Consigne A:
Renvoyez, s'il vous plaît, chaque ligne ci-dessous qui contient la chaîne « bicycle ».

Lorsqu’on interroge ce trésorier d’un grand groupe international sur les frais d’acceptation des paiements par carte, sa réaction est d’abord non verbale : il secoue la tête, crispe la mâchoire, exprimant un agacement palpable, avant de pousser un soupir de résignation. Après quelques explications, le constat est implacable : il est extrêmement difficile, voire impossible, de négocier ces frais de manière significative et satisfaisante.

Les événements récents ne font que renforcer ce sentiment d’impuissance généralisée. Des associations de commerçants européennes (EuroCommerce, l’association européenne des trésoriers d’entreprises (EACT), Independent Retail Europe et Ecommerce Europe) ont interpellé Bruxelles pour que la Commission se penche sur le « paysage actuel des paiements par carte », dénonçant la « position dominante de deux acteurs majeurs » et des frais qui, selon un article des Echos, ont explosé de plus de 50 % entre 2018 et 2022 pour les transactions par carte de débit, d’après une étude de la Direction générale de la concurrence européenne. En plus de ces hausses, la construction tarifaire de ces frais est, toujours selon la commission, d’une complexité extrême et fait preuve d’un manque cruel de transparence. Une complexité qu’un banquier n’hésite pas à qualifier « d’incroyable » alors que le responsable des paiements d’une grande enseigne décrit ces structures de prix comme « une jungle délibérée pour perdre les gens » selon cet autre article des Echos.

Lignes extraites:
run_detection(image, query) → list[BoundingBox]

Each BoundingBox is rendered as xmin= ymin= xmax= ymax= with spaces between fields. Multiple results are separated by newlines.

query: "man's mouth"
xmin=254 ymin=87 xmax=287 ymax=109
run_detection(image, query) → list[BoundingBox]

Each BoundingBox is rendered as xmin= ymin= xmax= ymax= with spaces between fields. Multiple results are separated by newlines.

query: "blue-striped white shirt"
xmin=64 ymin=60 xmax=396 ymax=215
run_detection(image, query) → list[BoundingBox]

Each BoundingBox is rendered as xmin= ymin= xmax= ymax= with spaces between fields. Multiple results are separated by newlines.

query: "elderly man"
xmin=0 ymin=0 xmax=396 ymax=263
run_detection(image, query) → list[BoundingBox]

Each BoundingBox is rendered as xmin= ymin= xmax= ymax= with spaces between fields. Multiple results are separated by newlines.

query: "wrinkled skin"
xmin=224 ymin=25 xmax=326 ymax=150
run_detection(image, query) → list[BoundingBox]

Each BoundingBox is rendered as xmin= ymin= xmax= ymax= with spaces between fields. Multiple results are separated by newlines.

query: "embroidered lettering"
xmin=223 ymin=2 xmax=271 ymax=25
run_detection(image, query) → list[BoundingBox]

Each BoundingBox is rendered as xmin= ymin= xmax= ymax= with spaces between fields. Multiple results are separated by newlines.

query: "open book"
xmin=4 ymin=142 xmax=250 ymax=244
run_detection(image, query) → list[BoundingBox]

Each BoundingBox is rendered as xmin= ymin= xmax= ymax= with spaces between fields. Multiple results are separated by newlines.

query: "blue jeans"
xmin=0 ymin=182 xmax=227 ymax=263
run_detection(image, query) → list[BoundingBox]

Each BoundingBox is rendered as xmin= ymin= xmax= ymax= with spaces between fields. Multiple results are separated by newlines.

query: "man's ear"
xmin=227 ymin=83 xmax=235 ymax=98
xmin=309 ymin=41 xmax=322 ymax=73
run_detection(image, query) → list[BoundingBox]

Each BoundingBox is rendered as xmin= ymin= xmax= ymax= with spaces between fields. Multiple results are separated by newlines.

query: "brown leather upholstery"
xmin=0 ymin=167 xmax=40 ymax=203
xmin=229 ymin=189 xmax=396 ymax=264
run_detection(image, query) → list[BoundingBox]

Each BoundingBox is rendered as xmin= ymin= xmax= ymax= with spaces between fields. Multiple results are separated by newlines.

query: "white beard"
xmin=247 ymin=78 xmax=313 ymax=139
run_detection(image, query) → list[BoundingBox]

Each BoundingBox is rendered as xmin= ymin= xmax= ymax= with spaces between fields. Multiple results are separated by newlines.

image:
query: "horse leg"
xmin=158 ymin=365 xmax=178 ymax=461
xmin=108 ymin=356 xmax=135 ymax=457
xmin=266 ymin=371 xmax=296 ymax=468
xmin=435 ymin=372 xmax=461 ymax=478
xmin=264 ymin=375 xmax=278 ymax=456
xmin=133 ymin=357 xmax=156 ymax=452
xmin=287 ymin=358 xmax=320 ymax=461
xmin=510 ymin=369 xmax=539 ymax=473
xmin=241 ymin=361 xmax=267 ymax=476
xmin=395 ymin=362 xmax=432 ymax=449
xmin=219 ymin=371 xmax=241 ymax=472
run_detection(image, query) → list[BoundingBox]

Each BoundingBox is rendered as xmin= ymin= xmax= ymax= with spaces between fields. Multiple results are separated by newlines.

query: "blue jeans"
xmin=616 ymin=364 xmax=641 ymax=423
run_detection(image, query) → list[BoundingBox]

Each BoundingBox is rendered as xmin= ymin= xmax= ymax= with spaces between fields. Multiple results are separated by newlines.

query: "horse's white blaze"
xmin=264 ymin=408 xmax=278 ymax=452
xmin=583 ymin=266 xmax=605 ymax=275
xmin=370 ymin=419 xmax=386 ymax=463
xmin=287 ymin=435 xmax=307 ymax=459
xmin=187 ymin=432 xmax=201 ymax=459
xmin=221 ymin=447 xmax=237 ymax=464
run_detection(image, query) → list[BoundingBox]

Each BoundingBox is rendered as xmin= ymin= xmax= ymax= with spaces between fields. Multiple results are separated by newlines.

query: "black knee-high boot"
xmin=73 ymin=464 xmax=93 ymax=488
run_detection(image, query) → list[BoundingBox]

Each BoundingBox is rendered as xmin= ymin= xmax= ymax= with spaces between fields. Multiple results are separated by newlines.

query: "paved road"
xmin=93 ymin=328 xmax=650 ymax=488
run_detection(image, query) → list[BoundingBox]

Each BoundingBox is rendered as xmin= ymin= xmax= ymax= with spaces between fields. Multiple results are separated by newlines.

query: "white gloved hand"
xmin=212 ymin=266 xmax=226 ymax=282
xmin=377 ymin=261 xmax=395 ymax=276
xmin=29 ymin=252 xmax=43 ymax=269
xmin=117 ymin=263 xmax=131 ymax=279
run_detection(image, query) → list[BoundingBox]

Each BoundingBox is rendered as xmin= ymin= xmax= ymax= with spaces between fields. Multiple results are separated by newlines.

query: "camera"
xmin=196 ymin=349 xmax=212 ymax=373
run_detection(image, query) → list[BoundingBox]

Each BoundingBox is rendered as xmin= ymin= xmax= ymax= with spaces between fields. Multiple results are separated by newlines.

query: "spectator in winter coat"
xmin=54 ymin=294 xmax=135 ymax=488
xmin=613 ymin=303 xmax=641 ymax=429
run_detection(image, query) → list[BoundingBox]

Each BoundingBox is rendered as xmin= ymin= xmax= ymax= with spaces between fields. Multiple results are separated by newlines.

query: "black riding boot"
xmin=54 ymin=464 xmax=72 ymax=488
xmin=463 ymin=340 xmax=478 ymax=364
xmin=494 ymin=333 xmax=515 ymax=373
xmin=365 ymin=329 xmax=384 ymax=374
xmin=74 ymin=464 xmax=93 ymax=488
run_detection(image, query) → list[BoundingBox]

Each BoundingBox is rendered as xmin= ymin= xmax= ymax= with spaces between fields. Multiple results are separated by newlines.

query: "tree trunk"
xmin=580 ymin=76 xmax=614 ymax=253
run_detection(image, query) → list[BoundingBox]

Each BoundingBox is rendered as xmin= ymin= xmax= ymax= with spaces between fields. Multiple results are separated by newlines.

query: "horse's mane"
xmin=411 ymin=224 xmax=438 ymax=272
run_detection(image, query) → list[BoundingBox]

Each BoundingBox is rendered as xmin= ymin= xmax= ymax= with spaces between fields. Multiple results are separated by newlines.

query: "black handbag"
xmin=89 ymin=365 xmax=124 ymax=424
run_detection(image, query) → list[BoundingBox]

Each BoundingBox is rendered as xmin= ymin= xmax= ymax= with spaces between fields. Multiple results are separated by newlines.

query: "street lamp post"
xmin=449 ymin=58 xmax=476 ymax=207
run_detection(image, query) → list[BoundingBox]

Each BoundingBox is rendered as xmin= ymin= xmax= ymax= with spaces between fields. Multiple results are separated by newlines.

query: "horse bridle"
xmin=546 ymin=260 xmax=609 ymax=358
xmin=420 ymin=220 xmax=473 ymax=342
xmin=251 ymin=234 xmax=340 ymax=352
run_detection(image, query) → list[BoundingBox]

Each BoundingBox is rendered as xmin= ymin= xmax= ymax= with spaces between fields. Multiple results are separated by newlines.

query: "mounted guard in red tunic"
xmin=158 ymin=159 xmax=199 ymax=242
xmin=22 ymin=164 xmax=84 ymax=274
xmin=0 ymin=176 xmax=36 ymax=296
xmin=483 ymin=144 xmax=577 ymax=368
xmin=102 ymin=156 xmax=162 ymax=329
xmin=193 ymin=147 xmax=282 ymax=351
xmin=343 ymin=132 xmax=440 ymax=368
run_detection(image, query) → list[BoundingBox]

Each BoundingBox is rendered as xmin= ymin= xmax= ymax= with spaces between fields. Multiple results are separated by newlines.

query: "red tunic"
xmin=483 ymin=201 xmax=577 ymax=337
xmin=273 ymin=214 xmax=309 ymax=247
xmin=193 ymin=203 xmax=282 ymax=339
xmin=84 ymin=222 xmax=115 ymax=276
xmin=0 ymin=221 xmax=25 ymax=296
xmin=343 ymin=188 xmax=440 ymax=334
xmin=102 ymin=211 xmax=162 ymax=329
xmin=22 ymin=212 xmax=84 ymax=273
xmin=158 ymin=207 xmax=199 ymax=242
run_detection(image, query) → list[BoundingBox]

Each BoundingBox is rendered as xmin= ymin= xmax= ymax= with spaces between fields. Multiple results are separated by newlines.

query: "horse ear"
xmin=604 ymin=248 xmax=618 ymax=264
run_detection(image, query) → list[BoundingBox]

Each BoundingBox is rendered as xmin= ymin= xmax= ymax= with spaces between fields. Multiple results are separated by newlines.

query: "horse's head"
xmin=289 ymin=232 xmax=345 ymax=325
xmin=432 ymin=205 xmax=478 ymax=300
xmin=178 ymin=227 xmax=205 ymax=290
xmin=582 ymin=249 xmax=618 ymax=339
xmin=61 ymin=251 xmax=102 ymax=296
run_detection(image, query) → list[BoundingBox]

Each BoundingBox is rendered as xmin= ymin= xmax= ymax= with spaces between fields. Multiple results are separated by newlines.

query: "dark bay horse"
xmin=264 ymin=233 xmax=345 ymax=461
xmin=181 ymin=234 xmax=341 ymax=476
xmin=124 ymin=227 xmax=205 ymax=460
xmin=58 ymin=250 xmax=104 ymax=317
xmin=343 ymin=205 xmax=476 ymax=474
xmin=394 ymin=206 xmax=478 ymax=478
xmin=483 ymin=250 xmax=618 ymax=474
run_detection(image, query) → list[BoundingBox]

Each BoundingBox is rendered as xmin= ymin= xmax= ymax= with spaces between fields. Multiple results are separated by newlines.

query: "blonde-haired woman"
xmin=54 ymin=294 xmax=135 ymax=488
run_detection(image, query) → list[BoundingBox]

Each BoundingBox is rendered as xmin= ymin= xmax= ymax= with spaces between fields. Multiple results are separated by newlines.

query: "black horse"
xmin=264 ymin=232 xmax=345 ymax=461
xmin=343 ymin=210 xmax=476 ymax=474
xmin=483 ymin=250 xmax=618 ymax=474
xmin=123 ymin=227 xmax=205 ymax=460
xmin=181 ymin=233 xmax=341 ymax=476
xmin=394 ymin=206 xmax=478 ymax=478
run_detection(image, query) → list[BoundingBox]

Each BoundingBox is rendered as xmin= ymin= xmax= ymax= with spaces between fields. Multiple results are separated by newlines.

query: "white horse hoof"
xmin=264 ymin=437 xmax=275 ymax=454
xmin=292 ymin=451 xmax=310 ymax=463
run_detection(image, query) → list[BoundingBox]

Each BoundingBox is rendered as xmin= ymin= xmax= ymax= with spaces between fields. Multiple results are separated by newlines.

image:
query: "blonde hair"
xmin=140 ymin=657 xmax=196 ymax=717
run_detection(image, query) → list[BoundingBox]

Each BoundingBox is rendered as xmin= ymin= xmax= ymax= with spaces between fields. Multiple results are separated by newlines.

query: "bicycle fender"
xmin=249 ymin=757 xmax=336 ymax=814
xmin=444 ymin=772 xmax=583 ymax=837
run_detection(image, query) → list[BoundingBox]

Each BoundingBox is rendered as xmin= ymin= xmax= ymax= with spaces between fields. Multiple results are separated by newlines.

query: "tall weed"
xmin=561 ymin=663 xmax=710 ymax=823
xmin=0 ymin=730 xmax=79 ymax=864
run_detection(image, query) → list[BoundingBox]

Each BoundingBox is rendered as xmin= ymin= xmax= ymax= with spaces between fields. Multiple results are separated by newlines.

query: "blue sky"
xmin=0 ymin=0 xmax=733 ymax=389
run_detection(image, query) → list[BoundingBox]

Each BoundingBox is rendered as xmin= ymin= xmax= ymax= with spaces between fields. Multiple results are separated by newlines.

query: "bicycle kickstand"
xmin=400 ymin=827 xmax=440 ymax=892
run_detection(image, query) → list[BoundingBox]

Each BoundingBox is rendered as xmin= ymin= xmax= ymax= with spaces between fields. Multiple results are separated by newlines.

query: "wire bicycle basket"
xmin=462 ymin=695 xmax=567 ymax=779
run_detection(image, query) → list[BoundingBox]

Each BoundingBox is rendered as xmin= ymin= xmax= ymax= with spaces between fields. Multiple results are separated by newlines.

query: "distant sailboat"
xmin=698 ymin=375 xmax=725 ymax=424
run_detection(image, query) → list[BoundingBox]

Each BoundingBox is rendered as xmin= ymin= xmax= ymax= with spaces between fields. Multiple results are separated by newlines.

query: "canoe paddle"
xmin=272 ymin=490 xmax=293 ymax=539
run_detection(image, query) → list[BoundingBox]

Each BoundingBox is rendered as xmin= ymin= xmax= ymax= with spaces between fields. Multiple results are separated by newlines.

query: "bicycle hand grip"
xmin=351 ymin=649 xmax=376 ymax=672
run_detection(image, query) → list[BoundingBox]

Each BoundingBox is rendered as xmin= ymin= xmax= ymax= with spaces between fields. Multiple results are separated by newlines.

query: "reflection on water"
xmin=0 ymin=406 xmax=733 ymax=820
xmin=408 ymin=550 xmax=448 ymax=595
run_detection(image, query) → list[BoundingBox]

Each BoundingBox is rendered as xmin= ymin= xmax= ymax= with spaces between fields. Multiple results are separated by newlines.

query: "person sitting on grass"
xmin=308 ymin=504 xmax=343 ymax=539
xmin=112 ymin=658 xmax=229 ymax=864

Consigne B:
Reprenez tout l'extrait ci-dessus sur les frais de paiement par carte, depuis « Lorsqu’on interroge ce » jusqu'à « significative et satisfaisante. », en substituant « directeur financier » à « trésorier ».

Résultat A:
query: "bicycle fender"
query: "bicycle kickstand"
query: "wire bicycle basket"
query: "bicycle hand grip"

Résultat B:
Lorsqu’on interroge ce directeur financier d’un grand groupe international sur les frais d’acceptation des paiements par carte, sa réaction est d’abord non verbale : il secoue la tête, crispe la mâchoire, exprimant un agacement palpable, avant de pousser un soupir de résignation. Après quelques explications, le constat est implacable : il est extrêmement difficile, voire impossible, de négocier ces frais de manière significative et satisfaisante.